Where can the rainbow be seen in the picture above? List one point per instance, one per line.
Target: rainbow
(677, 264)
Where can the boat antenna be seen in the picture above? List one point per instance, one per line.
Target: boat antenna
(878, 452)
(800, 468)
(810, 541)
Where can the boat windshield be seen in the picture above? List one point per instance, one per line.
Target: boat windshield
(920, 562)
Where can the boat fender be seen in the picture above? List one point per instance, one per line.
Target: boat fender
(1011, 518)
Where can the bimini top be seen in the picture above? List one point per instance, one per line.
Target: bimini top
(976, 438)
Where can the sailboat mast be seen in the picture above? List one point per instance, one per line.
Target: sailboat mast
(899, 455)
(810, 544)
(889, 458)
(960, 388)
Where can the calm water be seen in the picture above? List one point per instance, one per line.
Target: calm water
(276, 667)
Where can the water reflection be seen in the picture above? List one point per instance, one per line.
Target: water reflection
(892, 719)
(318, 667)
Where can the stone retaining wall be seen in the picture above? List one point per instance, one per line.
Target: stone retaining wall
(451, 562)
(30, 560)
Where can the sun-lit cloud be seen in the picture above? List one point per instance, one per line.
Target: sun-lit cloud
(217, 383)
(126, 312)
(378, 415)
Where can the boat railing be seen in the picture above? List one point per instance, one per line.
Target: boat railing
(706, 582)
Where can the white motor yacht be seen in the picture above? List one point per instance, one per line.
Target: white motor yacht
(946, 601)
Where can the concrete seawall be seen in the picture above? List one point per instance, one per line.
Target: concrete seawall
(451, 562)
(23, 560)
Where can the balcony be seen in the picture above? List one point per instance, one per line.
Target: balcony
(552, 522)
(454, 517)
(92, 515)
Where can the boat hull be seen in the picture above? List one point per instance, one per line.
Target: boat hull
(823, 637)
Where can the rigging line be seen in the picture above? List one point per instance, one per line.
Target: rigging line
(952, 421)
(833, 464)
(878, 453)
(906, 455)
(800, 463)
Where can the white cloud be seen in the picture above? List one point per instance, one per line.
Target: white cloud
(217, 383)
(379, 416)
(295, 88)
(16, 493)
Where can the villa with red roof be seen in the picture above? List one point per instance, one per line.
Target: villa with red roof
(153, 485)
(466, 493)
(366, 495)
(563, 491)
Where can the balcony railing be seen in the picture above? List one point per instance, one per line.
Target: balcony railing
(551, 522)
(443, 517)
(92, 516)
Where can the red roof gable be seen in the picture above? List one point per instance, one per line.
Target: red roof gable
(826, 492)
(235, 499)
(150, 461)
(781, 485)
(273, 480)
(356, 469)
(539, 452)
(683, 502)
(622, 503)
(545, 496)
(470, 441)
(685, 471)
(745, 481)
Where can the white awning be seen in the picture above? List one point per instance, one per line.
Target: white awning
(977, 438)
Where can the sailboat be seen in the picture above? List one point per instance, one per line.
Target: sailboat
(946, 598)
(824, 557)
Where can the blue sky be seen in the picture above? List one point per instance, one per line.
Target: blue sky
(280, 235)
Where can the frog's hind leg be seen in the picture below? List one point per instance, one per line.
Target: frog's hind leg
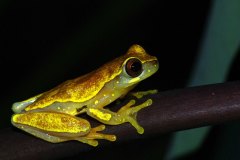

REQUIRED WORK ->
Please filter the items above down to the lines that contain the word "gable", and copy each of those lines unchanged.

FINAL RESULT ->
Where can the red roof gable be seen in the picture above? List one point per instance, one per line.
Target: red roof gable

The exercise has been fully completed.